··· Page ···

From 5328971c02d2ce39e0a68659df94425b12eb78fa Mon Sep 17 00:00:00 2001
From: JasonOA888 <jason@outland.art>
Date: Tue, 10 Mar 2026 13:27:03 +0800
Subject: [PATCH] fix(dataloader): warn when single parquet file causes
 train/val overlap

## Problem
When only 1 parquet file exists:
- train: parquet_paths[:-1] = [] (empty!)
- val: parquet_paths[-1:] = [file.parquet]

This causes:
1. Train split to fail with 'No dataset parquet files found'
2. Or if assertion passes, train gets no data while val gets all data

## Solution
Add warning when single file detected to inform users that:
- Both train and val will use same data
- This may cause overfitting
- Recommend splitting dataset into multiple files

The warning is shown only once (rank 0) to avoid spam.

## Edge Case
This is a common scenario for users testing with small datasets.
---
 nanochat/dataloader.py | 11 +++++++++++
 1 file changed, 11 insertions(+)

··· Dataset content ···

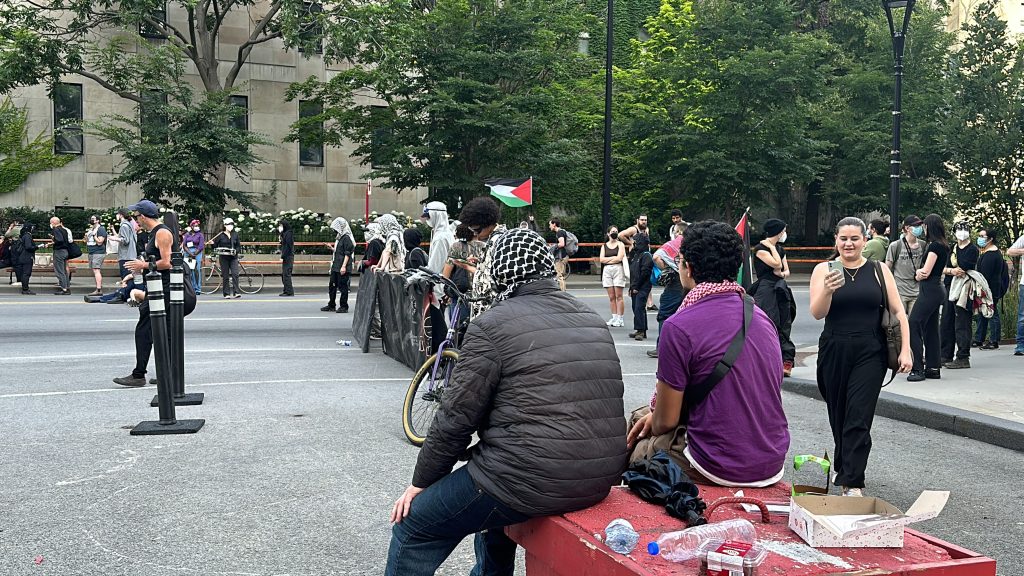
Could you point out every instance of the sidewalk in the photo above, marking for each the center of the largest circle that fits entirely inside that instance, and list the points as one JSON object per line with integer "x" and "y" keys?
{"x": 984, "y": 403}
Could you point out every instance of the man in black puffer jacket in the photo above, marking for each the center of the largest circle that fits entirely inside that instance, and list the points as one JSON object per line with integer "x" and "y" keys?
{"x": 539, "y": 380}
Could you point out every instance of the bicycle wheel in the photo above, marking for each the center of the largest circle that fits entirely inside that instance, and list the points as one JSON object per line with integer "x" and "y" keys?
{"x": 250, "y": 282}
{"x": 209, "y": 285}
{"x": 424, "y": 396}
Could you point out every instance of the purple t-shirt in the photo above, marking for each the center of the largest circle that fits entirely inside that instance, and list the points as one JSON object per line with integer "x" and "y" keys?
{"x": 738, "y": 433}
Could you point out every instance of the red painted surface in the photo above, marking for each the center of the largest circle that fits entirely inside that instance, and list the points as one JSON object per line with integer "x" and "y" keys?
{"x": 565, "y": 545}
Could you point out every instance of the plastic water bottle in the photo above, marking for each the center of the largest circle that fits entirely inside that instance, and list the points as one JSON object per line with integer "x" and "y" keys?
{"x": 682, "y": 545}
{"x": 621, "y": 537}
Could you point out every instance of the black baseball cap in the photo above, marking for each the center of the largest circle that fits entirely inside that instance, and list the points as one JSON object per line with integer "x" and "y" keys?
{"x": 911, "y": 220}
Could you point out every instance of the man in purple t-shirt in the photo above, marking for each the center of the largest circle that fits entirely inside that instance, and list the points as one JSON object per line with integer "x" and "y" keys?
{"x": 738, "y": 435}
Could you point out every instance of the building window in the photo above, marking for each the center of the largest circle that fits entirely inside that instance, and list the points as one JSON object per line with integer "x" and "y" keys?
{"x": 145, "y": 30}
{"x": 310, "y": 32}
{"x": 311, "y": 154}
{"x": 153, "y": 115}
{"x": 68, "y": 137}
{"x": 241, "y": 121}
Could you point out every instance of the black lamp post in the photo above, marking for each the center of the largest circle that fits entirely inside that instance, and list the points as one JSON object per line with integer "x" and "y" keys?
{"x": 899, "y": 41}
{"x": 606, "y": 183}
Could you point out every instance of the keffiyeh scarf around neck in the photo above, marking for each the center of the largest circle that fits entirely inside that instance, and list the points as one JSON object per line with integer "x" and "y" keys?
{"x": 519, "y": 257}
{"x": 391, "y": 233}
{"x": 710, "y": 288}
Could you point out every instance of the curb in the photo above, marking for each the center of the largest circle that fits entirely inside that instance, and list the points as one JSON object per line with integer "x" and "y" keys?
{"x": 989, "y": 429}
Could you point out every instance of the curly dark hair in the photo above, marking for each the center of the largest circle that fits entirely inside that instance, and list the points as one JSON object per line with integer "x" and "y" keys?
{"x": 480, "y": 212}
{"x": 713, "y": 251}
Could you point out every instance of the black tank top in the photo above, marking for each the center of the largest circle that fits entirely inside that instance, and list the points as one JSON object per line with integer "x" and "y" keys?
{"x": 856, "y": 306}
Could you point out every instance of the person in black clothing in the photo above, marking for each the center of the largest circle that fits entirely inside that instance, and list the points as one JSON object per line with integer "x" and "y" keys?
{"x": 771, "y": 292}
{"x": 641, "y": 264}
{"x": 852, "y": 353}
{"x": 23, "y": 256}
{"x": 925, "y": 340}
{"x": 341, "y": 266}
{"x": 991, "y": 265}
{"x": 228, "y": 247}
{"x": 287, "y": 255}
{"x": 955, "y": 329}
{"x": 415, "y": 256}
{"x": 160, "y": 247}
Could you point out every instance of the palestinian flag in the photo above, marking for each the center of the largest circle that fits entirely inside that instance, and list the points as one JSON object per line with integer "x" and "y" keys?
{"x": 515, "y": 193}
{"x": 743, "y": 228}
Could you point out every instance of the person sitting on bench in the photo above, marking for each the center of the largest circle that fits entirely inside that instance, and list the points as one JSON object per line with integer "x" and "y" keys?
{"x": 729, "y": 429}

···

## Exercise set
#1 In the dataloader patch, how many lines are inserted into nanochat/dataloader.py?
#2 Extend the dataloader patch from its last line onward.
The listing has no connection to the dataloader patch.

## Answers below
#1 11

#2
diff --git a/nanochat/dataloader.py b/nanochat/dataloader.py
index 4cb2279..7f3c3d1 100644
--- a/nanochat/dataloader.py
+++ b/nanochat/dataloader.py
@@ -35,6 +35,17 @@ def _document_batches(split, resume_state_dict, tokenizer_batch_size):
     warn_on_legacy = ddp_rank == 0 and split == "train" # rank 0 on train split will warn on legacy
     parquet_paths = list_parquet_files(warn_on_legacy=warn_on_legacy)
     assert len(parquet_paths) != 0, "No dataset parquet files found, did you run dataset.py?"
+
+    # Split parquet files: last file for validation, rest for training
+    # Handle edge case: single file scenario
+    if len(parquet_paths) == 1:
+        import warnings
+        warnings.warn(
+            "Only 1 parquet file found. "
+            "Both train and val will use the same data, which may cause overfitting. "
+            "Consider splitting your dataset into multiple parquet files.",
+            UserWarning
+        )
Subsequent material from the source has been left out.